**Prompt A:**
Write out the point placement records line for line, starting at the line that contains "In the picture below, where can the clock" and ending with the last line of the records. Leave the pictures out of your copy.

As Mastodon’s transformation into a more radio-friendly band continues, it seems as if older fans are becoming increasingly disenchanted with the bands musical output. ‘Emperor of Sand’ represents the bands most commercial outing to date, though not entirely ignoring the bands roots, it does seem intent on them moving further away from the harsher, rougher, meatier sounds of Remission and Leviathan.
I’ve been a little hit and miss with this band over the years, and in all honesty I think that ‘Crack the Skye’ is their best album. To my ears, ‘Crack the Skye’ was a musical journey through the prog-metal cosmos. It had everything: great songs, production and musicianship. Followup ‘The Hunter’ was hugely underwhelming. I’m finding it difficult to think of anything positive about that album and although ‘Once Around the Sun’ was an improvement, it was no ‘Crack the Skye’.

**Prompt B:**
Answer from the Mastodon review:
(i) Which album does the writer call the band's best?
(ii) Which two albums are named for the harsher, rougher, meatier sounds the band is moving away from?
(iii) What words does the writer use to describe 'The Hunter'?

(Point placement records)
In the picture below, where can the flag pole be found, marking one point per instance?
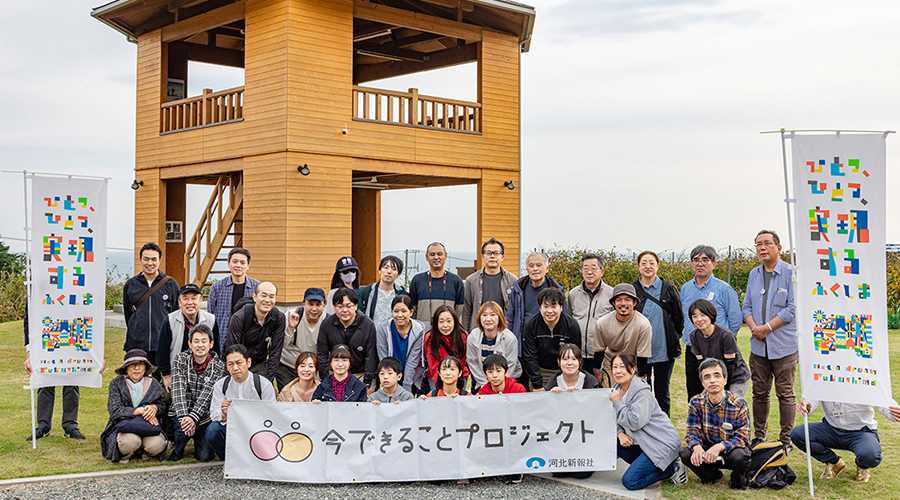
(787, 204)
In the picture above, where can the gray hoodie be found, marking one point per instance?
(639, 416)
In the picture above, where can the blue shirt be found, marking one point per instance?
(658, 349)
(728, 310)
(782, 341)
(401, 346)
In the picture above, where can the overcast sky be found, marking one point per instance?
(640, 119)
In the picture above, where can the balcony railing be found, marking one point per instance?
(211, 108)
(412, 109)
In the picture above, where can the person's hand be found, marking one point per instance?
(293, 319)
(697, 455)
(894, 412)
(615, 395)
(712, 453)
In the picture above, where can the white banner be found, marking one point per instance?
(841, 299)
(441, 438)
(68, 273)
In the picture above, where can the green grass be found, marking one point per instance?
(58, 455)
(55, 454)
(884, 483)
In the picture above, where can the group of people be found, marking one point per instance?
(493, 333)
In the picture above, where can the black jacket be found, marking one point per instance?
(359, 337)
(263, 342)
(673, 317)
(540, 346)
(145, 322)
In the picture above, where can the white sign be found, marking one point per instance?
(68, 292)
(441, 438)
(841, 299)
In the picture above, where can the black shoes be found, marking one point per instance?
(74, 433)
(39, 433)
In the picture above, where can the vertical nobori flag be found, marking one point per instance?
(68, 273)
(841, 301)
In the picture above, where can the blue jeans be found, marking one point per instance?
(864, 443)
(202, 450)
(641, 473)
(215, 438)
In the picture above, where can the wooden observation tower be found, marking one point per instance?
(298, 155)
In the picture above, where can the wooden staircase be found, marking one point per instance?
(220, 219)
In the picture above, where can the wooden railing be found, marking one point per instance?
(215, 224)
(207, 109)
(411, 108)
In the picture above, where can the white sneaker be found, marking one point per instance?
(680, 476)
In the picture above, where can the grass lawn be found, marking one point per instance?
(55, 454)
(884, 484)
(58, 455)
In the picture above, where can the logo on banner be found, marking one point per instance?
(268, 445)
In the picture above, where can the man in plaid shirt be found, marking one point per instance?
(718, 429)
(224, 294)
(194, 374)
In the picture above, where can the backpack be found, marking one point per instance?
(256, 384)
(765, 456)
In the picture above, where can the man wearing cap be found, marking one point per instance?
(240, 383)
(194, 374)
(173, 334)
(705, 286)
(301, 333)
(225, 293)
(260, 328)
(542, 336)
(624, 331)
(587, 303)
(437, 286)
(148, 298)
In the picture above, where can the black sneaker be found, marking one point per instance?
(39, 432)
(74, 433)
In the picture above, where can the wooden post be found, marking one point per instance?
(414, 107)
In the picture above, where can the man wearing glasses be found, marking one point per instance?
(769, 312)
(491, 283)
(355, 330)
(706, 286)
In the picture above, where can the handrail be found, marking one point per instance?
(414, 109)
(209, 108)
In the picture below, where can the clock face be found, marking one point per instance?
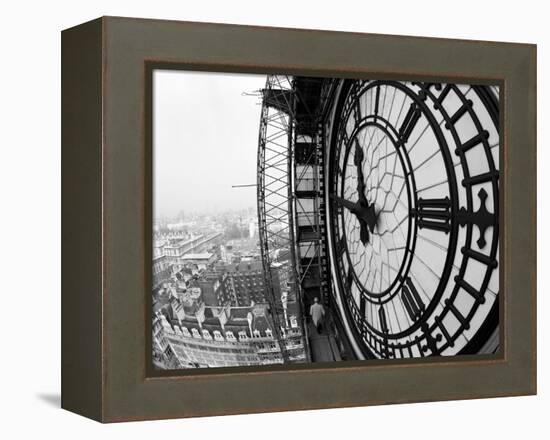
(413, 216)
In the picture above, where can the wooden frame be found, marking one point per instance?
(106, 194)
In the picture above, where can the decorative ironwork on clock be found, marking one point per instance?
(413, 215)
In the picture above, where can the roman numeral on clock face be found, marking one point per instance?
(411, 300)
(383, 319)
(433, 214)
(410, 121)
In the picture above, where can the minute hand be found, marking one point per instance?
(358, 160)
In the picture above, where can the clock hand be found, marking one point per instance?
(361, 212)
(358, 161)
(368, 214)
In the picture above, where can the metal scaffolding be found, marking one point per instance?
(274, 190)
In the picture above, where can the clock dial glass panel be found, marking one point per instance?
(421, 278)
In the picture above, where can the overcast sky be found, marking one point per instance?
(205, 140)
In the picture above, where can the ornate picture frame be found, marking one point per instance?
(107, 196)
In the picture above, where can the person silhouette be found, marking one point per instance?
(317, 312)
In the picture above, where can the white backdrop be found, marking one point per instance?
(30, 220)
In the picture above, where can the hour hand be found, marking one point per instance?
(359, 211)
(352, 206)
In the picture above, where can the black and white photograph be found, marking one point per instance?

**Complete output A:**
In the picture below, where can the clock face be found, marking one point per instance?
(413, 216)
In the picture above, where can the wooden frame be found, marking one point per instance?
(106, 194)
In the picture above, where can the decorative ironwork on clock be found, marking one point per instance?
(413, 215)
In the picture above, where can the roman numeral on clock face be found, marking one point per instance?
(411, 300)
(383, 319)
(433, 214)
(410, 121)
In the picture above, where can the minute hand be found, marking one point per instance?
(358, 160)
In the picture above, where can the clock hand be found, marking one point per instance?
(361, 212)
(358, 161)
(368, 214)
In the picture above, where can the metal scaffolding be found, marking one point per instance?
(274, 190)
In the picture above, where can the clock dial glass panel be found, marking one point per instance?
(421, 278)
In the picture above, where can the overcast sky be found, marking one point per instance?
(205, 140)
In the picture above, where can the ornate picture frame be found, marking one point per instance?
(107, 196)
In the picture above, where can the person silhouette be found, marking one point per instance?
(317, 312)
In the picture above, where can the white backdrop be found, marking one point per instance?
(30, 220)
In the picture above, where can the hour hand be found, marking one point per instance?
(359, 211)
(352, 206)
In the picture above, where can the black and white photograph be found, marking one point per instance?

**Complete output B:**
(i) 'Crack the Skye'
(ii) Remission and Leviathan
(iii) Hugely underwhelming